# Source information
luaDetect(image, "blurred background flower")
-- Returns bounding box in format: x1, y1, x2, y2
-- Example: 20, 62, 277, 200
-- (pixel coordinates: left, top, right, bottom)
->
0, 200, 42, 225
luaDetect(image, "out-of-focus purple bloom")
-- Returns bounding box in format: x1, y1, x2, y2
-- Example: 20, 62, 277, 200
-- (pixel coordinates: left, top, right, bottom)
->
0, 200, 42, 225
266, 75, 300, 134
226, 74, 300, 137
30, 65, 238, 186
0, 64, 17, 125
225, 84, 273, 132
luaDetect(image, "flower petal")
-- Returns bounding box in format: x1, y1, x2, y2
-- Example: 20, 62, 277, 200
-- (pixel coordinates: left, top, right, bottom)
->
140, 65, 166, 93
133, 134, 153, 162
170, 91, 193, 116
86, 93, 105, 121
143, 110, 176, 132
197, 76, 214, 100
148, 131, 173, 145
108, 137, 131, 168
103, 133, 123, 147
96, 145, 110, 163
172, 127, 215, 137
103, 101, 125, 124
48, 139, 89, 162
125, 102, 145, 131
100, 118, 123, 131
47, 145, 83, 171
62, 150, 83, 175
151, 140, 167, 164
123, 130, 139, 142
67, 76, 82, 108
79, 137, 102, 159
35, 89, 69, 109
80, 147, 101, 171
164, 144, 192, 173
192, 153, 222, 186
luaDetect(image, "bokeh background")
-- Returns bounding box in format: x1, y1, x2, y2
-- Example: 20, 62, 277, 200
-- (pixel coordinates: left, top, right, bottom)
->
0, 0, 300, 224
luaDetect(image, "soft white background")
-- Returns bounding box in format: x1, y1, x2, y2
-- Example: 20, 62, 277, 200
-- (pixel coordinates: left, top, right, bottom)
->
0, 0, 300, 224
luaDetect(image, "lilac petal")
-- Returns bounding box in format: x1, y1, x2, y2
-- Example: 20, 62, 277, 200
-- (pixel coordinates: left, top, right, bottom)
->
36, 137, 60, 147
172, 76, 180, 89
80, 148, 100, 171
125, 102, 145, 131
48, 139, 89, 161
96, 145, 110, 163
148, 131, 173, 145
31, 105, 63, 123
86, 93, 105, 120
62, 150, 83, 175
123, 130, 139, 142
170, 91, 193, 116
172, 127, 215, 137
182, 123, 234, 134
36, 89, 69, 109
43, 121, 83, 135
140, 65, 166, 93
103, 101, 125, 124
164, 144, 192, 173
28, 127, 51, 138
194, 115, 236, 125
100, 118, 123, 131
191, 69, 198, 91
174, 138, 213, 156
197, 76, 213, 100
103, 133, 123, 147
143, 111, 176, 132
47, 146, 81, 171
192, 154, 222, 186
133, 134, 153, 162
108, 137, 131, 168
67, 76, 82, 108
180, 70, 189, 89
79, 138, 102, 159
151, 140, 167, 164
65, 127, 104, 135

# What is needed
Give the number of lines in the data above that include the word "petal", with no other words.

# Output
2